→ EXERCISE PROMPT
Copy each line below that includes "canopy".

→ ENTRIES SHOWN
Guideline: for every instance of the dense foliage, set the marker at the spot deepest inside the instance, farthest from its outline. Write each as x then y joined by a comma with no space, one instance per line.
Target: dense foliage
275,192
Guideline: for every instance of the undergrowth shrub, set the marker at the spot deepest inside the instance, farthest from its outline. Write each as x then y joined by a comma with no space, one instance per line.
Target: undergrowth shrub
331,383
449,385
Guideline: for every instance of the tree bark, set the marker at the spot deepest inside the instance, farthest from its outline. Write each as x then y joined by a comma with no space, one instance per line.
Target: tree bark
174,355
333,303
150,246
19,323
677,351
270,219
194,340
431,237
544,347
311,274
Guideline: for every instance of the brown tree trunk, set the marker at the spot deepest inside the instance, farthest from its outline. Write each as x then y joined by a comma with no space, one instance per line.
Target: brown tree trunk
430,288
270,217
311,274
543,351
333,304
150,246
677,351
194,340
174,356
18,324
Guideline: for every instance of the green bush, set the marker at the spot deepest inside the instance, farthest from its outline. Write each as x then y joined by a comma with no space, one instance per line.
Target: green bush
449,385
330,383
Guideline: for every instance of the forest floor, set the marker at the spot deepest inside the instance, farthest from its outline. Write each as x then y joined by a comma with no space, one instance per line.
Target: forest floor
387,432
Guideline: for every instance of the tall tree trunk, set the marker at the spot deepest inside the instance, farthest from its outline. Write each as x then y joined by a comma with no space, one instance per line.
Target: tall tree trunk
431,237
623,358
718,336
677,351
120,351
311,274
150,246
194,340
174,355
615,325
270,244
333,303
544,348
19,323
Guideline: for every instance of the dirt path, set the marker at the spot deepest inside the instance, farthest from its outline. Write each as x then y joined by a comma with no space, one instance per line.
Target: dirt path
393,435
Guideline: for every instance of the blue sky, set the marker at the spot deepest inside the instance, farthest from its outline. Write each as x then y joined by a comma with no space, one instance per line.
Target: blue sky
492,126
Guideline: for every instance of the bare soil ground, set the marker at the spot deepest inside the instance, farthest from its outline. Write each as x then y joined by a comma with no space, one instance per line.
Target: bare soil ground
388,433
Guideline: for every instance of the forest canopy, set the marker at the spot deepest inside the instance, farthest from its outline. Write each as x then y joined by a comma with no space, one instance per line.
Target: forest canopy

→ RESPONSE AREA
Guideline: for every instance of the forest canopy, set the marker at the spot deepest inside the instance, farthest from its outline. Write each as x then y joined by a comma with no space, one instance per line.
Target: forest canopy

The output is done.